──────── DATASET ENTRIES ────────

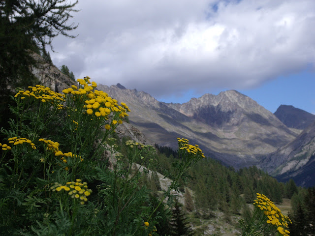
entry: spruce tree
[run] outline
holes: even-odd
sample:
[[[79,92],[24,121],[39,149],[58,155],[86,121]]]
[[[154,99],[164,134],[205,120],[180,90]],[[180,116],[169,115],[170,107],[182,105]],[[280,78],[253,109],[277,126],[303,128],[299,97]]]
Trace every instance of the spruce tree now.
[[[188,211],[192,211],[194,209],[193,200],[188,189],[186,189],[184,195],[185,199],[185,208]]]
[[[189,226],[187,218],[183,212],[181,204],[177,199],[172,210],[173,217],[170,222],[172,236],[190,236],[193,232]]]
[[[74,37],[68,32],[77,26],[67,24],[78,1],[67,0],[0,0],[0,124],[6,124],[9,95],[17,87],[37,83],[32,67],[38,61],[33,56],[52,49],[59,34]]]

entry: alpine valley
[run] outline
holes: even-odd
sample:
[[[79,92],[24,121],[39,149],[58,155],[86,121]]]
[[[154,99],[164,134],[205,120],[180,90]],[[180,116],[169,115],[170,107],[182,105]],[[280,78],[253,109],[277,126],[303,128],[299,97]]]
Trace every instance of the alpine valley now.
[[[175,150],[177,137],[188,138],[225,165],[256,165],[282,181],[315,184],[315,115],[284,105],[273,114],[234,90],[181,104],[159,102],[120,84],[98,88],[128,103],[130,123],[153,143]]]
[[[33,73],[45,86],[61,91],[74,82],[53,65],[42,64]],[[282,181],[315,185],[315,115],[286,105],[273,114],[234,90],[181,104],[159,102],[120,84],[97,88],[127,104],[131,127],[152,144],[176,150],[176,138],[187,138],[225,166],[255,165]]]

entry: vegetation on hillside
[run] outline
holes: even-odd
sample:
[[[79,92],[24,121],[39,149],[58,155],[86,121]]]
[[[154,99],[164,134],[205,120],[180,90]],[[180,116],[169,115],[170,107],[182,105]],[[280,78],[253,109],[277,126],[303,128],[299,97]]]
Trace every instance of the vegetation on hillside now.
[[[17,87],[26,88],[37,79],[32,67],[38,63],[33,53],[42,55],[49,61],[46,50],[52,48],[53,39],[59,34],[74,37],[69,32],[77,26],[68,24],[77,1],[34,0],[0,1],[0,124],[14,117],[7,104]],[[11,104],[12,105],[12,104]]]
[[[178,138],[170,185],[159,199],[151,197],[139,183],[155,148],[127,140],[125,154],[119,152],[110,136],[128,106],[89,77],[77,81],[63,94],[39,85],[17,89],[10,107],[16,119],[1,128],[1,235],[157,235],[156,225],[171,208],[171,190],[203,153]]]

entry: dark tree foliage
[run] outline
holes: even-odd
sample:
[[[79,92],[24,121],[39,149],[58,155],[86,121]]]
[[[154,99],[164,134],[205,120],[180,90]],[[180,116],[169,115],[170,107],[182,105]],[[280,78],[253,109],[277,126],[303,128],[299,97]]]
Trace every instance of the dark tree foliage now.
[[[167,157],[169,157],[171,155],[172,155],[175,158],[178,158],[178,154],[177,151],[174,151],[171,148],[167,146],[160,146],[156,144],[155,147],[158,150],[158,151],[161,154],[165,154]]]
[[[172,236],[191,236],[193,233],[189,225],[187,218],[183,212],[181,205],[177,200],[175,200],[172,210],[173,218],[171,221]]]
[[[294,194],[291,206],[290,235],[315,236],[315,187],[309,188],[304,194]]]
[[[36,83],[32,67],[36,61],[32,54],[52,49],[53,38],[59,34],[74,37],[68,32],[77,26],[66,24],[77,1],[66,0],[0,0],[0,112],[7,114],[9,95],[17,87]],[[39,54],[41,54],[38,53]],[[7,117],[0,116],[3,123]]]
[[[290,180],[284,184],[284,195],[285,197],[291,198],[294,193],[297,192],[297,187],[296,187],[294,181],[292,178],[290,178]]]

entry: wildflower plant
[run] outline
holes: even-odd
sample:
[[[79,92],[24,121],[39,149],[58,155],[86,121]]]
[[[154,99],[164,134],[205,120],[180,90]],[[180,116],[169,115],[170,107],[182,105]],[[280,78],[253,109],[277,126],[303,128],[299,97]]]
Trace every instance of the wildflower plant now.
[[[179,139],[172,182],[151,205],[139,182],[155,148],[127,141],[126,154],[120,152],[112,136],[130,110],[90,80],[79,79],[62,93],[40,85],[18,88],[12,97],[16,118],[1,129],[1,235],[157,235],[157,209],[204,157],[198,146]]]
[[[254,210],[252,218],[247,222],[241,220],[242,236],[277,235],[289,236],[288,224],[290,218],[281,212],[269,198],[257,193],[254,200]]]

────────

Each entry must be retyped word for word, with every image omitted.

● ANSWER FOR THIS EXERCISE:
entry: spruce tree
[run] outline
holes: even-odd
sample:
[[[79,92],[24,121],[39,149],[58,155],[86,121]]]
[[[154,99],[164,134],[205,120],[180,90]],[[180,116],[169,115],[170,107],[182,105]],[[280,78],[253,109],[277,126],[303,128],[299,97]]]
Trace every instance of the spruce tree now.
[[[188,211],[192,211],[194,209],[193,200],[188,189],[186,189],[184,195],[185,199],[185,208]]]
[[[189,226],[187,218],[183,212],[181,204],[177,199],[172,210],[173,217],[170,222],[172,236],[190,236],[193,232]]]
[[[74,37],[68,32],[77,26],[67,24],[78,1],[67,0],[0,0],[0,124],[6,124],[9,95],[17,87],[37,83],[32,67],[38,61],[33,56],[52,49],[59,34]]]

entry: alpine valley
[run] outline
holes: even-odd
sample:
[[[79,92],[24,121],[39,149],[58,155],[86,121]]]
[[[154,99],[164,134],[205,120],[180,90]],[[180,116],[169,115],[170,107],[182,105]],[[280,78],[253,109],[277,126],[303,128],[299,97]]]
Trace every instance of the alpine valley now.
[[[175,150],[177,137],[188,138],[225,165],[256,165],[282,181],[315,184],[315,115],[284,105],[273,114],[234,90],[181,104],[159,102],[120,84],[98,88],[128,103],[130,123],[153,143]]]
[[[33,73],[45,86],[61,91],[74,82],[53,65],[42,64]],[[282,181],[315,185],[315,115],[286,105],[273,114],[234,90],[181,104],[159,102],[120,84],[97,88],[127,104],[131,127],[152,144],[176,150],[176,138],[187,138],[225,166],[255,165]]]

entry: vegetation on hillside
[run] outline
holes: even-odd
sample:
[[[79,92],[24,121],[39,149],[58,155],[86,121]]]
[[[154,99],[164,134],[205,120],[180,90]],[[180,116],[169,115],[170,107],[182,105]],[[280,78],[253,109],[277,126],[303,128],[299,97]]]
Trace every instance of the vegetation on hillside now.
[[[17,87],[26,88],[37,79],[32,67],[38,63],[33,53],[42,55],[49,61],[46,50],[52,48],[53,39],[59,34],[74,37],[69,32],[77,26],[68,24],[77,1],[34,0],[0,1],[0,124],[14,117],[7,104]],[[11,104],[12,105],[12,104]]]
[[[178,138],[170,185],[159,199],[151,197],[139,183],[155,148],[127,140],[125,154],[119,152],[110,136],[128,106],[89,77],[77,81],[63,94],[39,85],[17,89],[10,107],[16,119],[1,128],[1,235],[157,235],[156,225],[171,208],[171,190],[203,153]]]

entry: dark tree foliage
[run] outline
holes: even-odd
sample:
[[[79,92],[24,121],[39,149],[58,155],[86,121]]]
[[[154,99],[164,134],[205,120],[180,90]],[[180,116],[169,115],[170,107],[182,105]],[[280,78],[253,109],[277,126],[303,128],[299,97]]]
Trace every instance of the dark tree foliage now.
[[[167,157],[169,157],[171,155],[172,155],[175,158],[178,158],[178,154],[177,151],[174,151],[171,148],[167,146],[160,146],[156,144],[155,147],[158,150],[158,151],[161,154],[165,154]]]
[[[172,236],[191,236],[193,233],[189,225],[187,218],[183,212],[181,205],[177,200],[175,200],[172,210],[173,218],[171,221]]]
[[[294,194],[291,206],[290,235],[315,236],[315,187],[309,188],[304,194]]]
[[[36,83],[32,67],[36,61],[32,54],[52,49],[53,38],[59,34],[74,37],[68,32],[77,26],[66,24],[77,1],[66,0],[0,0],[0,112],[7,114],[9,95],[17,87]],[[39,54],[41,54],[38,53]],[[7,117],[0,116],[3,123]]]
[[[290,180],[284,184],[284,195],[285,197],[291,198],[294,193],[297,192],[297,187],[296,187],[294,181],[292,178],[290,178]]]

entry: wildflower plant
[run] outline
holes: even-odd
sample:
[[[79,92],[24,121],[39,149],[58,155],[86,121]]]
[[[154,99],[164,134],[205,120],[180,90]],[[180,116],[169,115],[170,107],[182,105]],[[280,78],[253,109],[277,126],[303,128],[299,97]]]
Trace every instance of the wildflower plant now.
[[[179,139],[172,182],[151,205],[139,182],[155,148],[127,141],[126,154],[120,152],[112,136],[130,110],[90,80],[79,79],[62,93],[40,85],[18,88],[12,97],[16,118],[1,129],[1,235],[157,235],[157,209],[204,157],[198,146]]]
[[[254,210],[252,218],[247,222],[241,220],[242,236],[277,235],[289,236],[288,224],[290,218],[281,212],[269,198],[257,193],[254,200]]]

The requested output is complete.